■ The problem:
Identify each line below that contains the word "sample", and copy it out.

==== Data listing

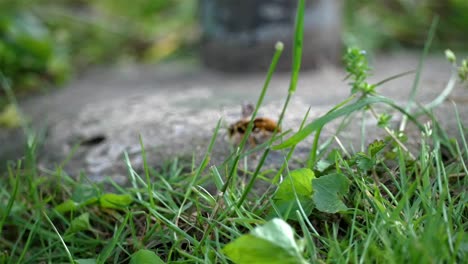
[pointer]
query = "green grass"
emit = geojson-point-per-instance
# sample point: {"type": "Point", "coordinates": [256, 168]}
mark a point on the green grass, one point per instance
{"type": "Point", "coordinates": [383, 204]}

========
==== Data listing

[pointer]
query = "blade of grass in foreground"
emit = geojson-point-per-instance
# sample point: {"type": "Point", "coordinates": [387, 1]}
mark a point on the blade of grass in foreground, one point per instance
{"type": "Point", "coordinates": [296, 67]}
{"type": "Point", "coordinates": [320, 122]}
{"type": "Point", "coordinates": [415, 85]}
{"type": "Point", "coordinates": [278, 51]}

========
==== Data listing

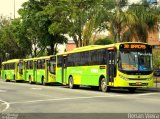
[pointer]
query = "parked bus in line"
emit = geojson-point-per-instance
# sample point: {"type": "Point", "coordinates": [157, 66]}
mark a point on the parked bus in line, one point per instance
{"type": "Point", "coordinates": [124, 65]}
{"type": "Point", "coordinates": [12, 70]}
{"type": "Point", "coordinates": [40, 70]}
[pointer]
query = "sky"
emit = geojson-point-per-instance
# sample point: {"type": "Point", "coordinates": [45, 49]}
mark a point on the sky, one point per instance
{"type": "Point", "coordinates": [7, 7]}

========

■ Completed exercise:
# sample point: {"type": "Point", "coordinates": [256, 168]}
# sample point: {"type": "Point", "coordinates": [387, 1]}
# sample point: {"type": "Point", "coordinates": [157, 66]}
# sample point: {"type": "Point", "coordinates": [45, 49]}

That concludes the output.